/rustsbi

RISC-V Supervisor Binary Interface (RISC-V SBI) implementation in Rust; runs on M-mode; good support for embedded Rust ecosystem

Primary LanguageRustMIT LicenseMIT

RustSBI

RISC-V Supervisor Binary Interface (SBI) implementation in Rust; runs on M-mode.

crates.io Documentation License

Build this project

RustSBI is usually used as a library or dependency. If you wish to, you may build RustSBI library itself using the following command:

# If you don't have the cross compile target installed, install it first
rustup target add riscv64imac-unknown-none-elf
# Build this project as library
cargo build --target riscv64imac-unknown-none-elf

The build should finish without any errors.

If you see any error like invalid register a0: unknown register, it's likely that you cross built this project into platforms other than RISC-V. RustSBI adapts to RISC-V SBI interface, so you may cross build this project into any bare metal RISC-V platform targets instead.

Records from a point-labeling set:
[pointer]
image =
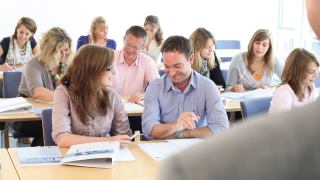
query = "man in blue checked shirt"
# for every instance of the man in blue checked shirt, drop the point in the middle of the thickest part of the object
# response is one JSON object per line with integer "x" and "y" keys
{"x": 182, "y": 103}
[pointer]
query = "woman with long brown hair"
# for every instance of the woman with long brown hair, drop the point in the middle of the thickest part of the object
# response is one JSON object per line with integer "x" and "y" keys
{"x": 85, "y": 109}
{"x": 255, "y": 68}
{"x": 297, "y": 87}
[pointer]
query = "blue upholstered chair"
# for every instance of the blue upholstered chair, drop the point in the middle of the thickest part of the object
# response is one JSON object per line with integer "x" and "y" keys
{"x": 255, "y": 106}
{"x": 11, "y": 82}
{"x": 47, "y": 127}
{"x": 317, "y": 81}
{"x": 224, "y": 74}
{"x": 226, "y": 49}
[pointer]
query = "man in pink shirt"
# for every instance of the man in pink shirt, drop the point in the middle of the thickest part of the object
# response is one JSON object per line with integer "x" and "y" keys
{"x": 133, "y": 69}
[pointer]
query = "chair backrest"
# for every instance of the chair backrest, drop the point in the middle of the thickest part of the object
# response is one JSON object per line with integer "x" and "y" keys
{"x": 317, "y": 82}
{"x": 255, "y": 106}
{"x": 11, "y": 82}
{"x": 227, "y": 44}
{"x": 224, "y": 74}
{"x": 226, "y": 49}
{"x": 47, "y": 127}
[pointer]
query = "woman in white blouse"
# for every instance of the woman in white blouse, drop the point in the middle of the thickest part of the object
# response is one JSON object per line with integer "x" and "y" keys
{"x": 297, "y": 87}
{"x": 255, "y": 68}
{"x": 155, "y": 38}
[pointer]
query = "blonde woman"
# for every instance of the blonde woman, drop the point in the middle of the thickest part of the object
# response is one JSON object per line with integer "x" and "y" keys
{"x": 98, "y": 35}
{"x": 297, "y": 87}
{"x": 41, "y": 75}
{"x": 18, "y": 49}
{"x": 155, "y": 38}
{"x": 91, "y": 111}
{"x": 255, "y": 68}
{"x": 205, "y": 60}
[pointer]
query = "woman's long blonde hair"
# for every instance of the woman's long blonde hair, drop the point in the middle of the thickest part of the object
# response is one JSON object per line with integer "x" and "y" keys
{"x": 98, "y": 21}
{"x": 198, "y": 40}
{"x": 50, "y": 45}
{"x": 261, "y": 35}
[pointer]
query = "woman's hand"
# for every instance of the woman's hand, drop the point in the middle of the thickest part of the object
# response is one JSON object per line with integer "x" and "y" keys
{"x": 123, "y": 139}
{"x": 238, "y": 88}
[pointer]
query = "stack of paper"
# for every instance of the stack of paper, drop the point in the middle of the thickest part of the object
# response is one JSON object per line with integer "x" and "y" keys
{"x": 96, "y": 154}
{"x": 257, "y": 93}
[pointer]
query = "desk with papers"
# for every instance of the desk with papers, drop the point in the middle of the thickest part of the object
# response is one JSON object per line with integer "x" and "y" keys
{"x": 8, "y": 170}
{"x": 143, "y": 167}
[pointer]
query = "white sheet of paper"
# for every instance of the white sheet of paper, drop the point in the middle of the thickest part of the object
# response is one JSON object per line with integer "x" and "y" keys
{"x": 185, "y": 143}
{"x": 124, "y": 154}
{"x": 159, "y": 151}
{"x": 131, "y": 107}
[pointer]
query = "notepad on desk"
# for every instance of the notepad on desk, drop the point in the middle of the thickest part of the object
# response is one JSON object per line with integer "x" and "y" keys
{"x": 132, "y": 107}
{"x": 42, "y": 155}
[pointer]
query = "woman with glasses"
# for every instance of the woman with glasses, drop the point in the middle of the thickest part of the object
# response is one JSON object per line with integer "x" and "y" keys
{"x": 18, "y": 49}
{"x": 41, "y": 75}
{"x": 98, "y": 35}
{"x": 155, "y": 38}
{"x": 256, "y": 68}
{"x": 90, "y": 111}
{"x": 297, "y": 87}
{"x": 205, "y": 60}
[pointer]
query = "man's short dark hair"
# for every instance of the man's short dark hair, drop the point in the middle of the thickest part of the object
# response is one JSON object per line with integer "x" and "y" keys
{"x": 177, "y": 43}
{"x": 138, "y": 32}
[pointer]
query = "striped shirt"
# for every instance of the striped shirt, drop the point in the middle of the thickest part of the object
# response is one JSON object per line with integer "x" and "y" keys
{"x": 163, "y": 103}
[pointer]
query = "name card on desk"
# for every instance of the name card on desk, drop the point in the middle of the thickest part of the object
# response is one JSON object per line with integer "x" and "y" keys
{"x": 47, "y": 155}
{"x": 14, "y": 105}
{"x": 162, "y": 150}
{"x": 96, "y": 154}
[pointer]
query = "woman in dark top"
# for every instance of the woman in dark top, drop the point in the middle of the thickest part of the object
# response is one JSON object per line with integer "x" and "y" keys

Directions |
1 > Reproduce verbatim the stretch of the RustSBI page from "If you see any" through "platform targets instead.".
2 > Identify each line in the listing that contains the word "dark", and copy those lines.

Outputs in order |
1 >
If you see any error like invalid register a0: unknown register, it's likely that you cross built this project into platforms other than RISC-V. RustSBI adapts to RISC-V SBI interface, so you may cross build this project into any bare metal RISC-V platform targets instead.

2 >
query = "man's short dark hair"
# for every instance of the man's short dark hair, drop the point in the middle of the thickest part of the object
query = "woman in dark top"
# for every instance of the woman in dark top, drop the point in the middle of the thickest part of the object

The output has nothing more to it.